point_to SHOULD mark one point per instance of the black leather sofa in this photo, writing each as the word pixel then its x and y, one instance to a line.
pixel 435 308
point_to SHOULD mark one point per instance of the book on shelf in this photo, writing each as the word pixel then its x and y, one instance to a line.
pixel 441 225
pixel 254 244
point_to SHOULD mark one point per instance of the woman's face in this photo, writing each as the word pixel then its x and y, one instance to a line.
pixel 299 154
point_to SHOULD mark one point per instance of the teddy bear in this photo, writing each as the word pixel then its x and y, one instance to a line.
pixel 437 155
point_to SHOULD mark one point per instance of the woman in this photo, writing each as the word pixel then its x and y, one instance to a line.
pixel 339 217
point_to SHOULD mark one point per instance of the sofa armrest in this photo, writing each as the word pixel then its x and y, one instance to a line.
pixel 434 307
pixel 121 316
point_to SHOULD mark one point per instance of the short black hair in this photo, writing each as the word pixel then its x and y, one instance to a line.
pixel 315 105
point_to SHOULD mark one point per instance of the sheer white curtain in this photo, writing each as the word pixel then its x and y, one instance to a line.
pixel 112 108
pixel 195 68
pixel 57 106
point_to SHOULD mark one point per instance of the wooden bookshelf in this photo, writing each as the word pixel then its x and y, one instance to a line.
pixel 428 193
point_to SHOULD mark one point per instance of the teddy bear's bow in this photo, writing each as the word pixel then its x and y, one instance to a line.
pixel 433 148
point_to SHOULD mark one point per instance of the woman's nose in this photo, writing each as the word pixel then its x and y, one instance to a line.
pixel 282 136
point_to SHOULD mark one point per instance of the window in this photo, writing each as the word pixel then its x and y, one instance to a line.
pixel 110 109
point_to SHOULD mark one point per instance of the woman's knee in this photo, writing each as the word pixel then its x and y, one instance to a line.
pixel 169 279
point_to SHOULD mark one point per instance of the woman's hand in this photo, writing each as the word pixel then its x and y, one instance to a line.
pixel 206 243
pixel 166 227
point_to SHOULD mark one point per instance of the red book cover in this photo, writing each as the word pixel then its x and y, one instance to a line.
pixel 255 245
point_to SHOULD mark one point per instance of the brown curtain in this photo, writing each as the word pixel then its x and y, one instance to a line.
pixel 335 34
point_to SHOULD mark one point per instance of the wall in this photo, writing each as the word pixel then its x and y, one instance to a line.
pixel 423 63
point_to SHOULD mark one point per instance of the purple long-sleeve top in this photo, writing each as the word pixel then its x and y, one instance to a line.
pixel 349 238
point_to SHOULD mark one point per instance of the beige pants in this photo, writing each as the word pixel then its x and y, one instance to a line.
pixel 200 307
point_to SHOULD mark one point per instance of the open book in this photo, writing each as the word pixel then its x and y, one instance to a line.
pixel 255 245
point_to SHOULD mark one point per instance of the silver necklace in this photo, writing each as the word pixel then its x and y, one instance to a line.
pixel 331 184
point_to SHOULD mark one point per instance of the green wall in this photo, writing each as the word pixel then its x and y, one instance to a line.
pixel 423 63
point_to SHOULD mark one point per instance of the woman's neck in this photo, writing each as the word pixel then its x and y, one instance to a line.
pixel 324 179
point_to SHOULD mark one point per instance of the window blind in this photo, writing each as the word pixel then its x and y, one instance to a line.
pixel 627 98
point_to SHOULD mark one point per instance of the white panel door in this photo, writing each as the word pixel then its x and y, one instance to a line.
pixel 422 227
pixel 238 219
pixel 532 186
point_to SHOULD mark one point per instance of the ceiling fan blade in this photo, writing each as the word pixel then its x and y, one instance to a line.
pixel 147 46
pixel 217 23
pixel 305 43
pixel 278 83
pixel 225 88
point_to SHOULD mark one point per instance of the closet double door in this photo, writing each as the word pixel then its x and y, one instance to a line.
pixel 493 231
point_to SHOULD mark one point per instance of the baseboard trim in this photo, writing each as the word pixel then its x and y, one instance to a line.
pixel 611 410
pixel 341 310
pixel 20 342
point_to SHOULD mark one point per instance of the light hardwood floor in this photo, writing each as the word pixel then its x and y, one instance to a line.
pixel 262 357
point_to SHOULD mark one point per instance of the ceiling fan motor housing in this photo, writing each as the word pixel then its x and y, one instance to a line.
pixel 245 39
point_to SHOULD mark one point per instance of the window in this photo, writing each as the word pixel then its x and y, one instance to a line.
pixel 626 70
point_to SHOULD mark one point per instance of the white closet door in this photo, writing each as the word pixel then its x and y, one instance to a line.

----

→ Given problem
Copy out every item above word for word, keeping them in their original order.

→ Complete output
point_to SHOULD mark one point per instance of the black leather sofa in this photo, writing each as the word pixel then its x and y, one instance to a line.
pixel 435 308
point_to SHOULD mark one point per instance of the book on shelf in this photo, writing each as the word pixel then its x and y, one instance to a line.
pixel 441 225
pixel 254 244
point_to SHOULD mark one point per instance of the woman's face in this photo, writing each as the word pixel then its x and y, one instance to a line.
pixel 299 154
point_to SHOULD mark one point per instance of the teddy bear in this photo, writing each as the word pixel then its x and y, one instance to a line.
pixel 437 155
point_to SHOULD mark one point per instance of the woman in this photo, writing each as the word pixel then its x and y, one instance to a line.
pixel 339 217
point_to SHOULD mark one point per instance of the sofa armrest in this photo, writing each as the word pixel then its x and y, one instance to a line.
pixel 434 307
pixel 121 316
point_to SHOULD mark one point per instance of the short black hair in this photo, writing each as the word pixel then its x and y, one instance to a line.
pixel 315 105
point_to SHOULD mark one point per instance of the sheer white curtain in this photo, writing each as the word pixel then its x and y, one instance to a line.
pixel 112 108
pixel 195 68
pixel 57 106
point_to SHOULD mark one point per instance of the wooden bookshelf in this photo, writing each as the word pixel then its x and y, one instance to a line.
pixel 428 193
point_to SHOULD mark one point per instance of the teddy bear's bow in this photo, writing each as the word pixel then its x and y, one instance to a line.
pixel 433 148
point_to SHOULD mark one point per instance of the woman's nose in this photo, writing each as the word pixel then its x and y, one instance to a line.
pixel 282 136
point_to SHOULD mark one point per instance of the window in this photo, writing each as the word pixel then its x and y, one instance to a line.
pixel 110 109
point_to SHOULD mark one point per instance of the woman's knee in this photo, writing each as the word pixel then its x and y, one instance to a line.
pixel 169 279
point_to SHOULD mark one point per instance of the woman's hand in this photo, writing each as the word pixel then its x and y, one instance to a line.
pixel 206 243
pixel 166 227
point_to SHOULD mark one point per instance of the red book cover in this photo, writing each as the word pixel then its x and y, one instance to a line.
pixel 255 245
point_to SHOULD mark one point per instance of the brown curtain in this photo, writing each as the word pixel then its x and y, one instance to a line.
pixel 335 34
point_to SHOULD mark one point per instance of the wall in this photo, writing each as the word pixel then its x and y, one instance to a line.
pixel 423 63
point_to SHOULD mark one point per instance of the purple long-sleeve top in this photo, writing each as the word pixel then its x and y, one instance to a line.
pixel 349 238
point_to SHOULD mark one point per instance of the beige pants in this photo, writing each as the word pixel then its x and y, one instance to a line.
pixel 200 307
point_to SHOULD mark one point per instance of the open book in this photo, writing each as the word pixel then its x and y, one instance to a line.
pixel 255 245
point_to SHOULD mark one point per instance of the silver necklace in this photo, writing each as the word pixel then its x and y, one instance to a line.
pixel 331 184
point_to SHOULD mark one point per instance of the green wall in this photo, writing each as the word pixel then its x and y, one instance to a line.
pixel 423 63
point_to SHOULD mark one point per instance of the woman's neck in this photo, writing each as the word pixel then its x and y, one instance to a line.
pixel 324 179
point_to SHOULD mark one point per instance of the window blind in this photo, writing each as the word pixel then its x and y, one instance to a line.
pixel 627 98
point_to SHOULD mark one point per instance of the white panel door in this photo, writing each as the word pixel then its x and y, one instance to a line.
pixel 422 227
pixel 238 219
pixel 532 186
point_to SHOULD mark one point per instance of the ceiling fan blade in this photo, writing each as the word pixel then its x and y, one instance to a line.
pixel 147 46
pixel 217 23
pixel 305 43
pixel 278 83
pixel 225 88
point_to SHOULD mark one point per instance of the closet double door in this photo, writing each as the word pixel then its x and y, one instance to a line.
pixel 493 231
point_to SHOULD mark one point per instance of the baseboard trim in this photo, writing each as the word pixel then its x and y, one instance to a line.
pixel 611 410
pixel 341 310
pixel 20 342
point_to SHOULD mark one point per instance of the light hardwood floor in this photo, writing each as the word pixel then its x and y, one instance to a line.
pixel 262 357
point_to SHOULD mark one point per instance of the ceiling fan motor housing in this photo, writing each as the word pixel then its x and y, one instance to a line.
pixel 245 39
point_to SHOULD mark one point per instance of the window in this photo, writing each as the word pixel then its x and y, one instance to a line.
pixel 626 70
point_to SHOULD mark one point per instance of the white closet door in this photo, writing each as the word pixel then its x and y, one instance to a line.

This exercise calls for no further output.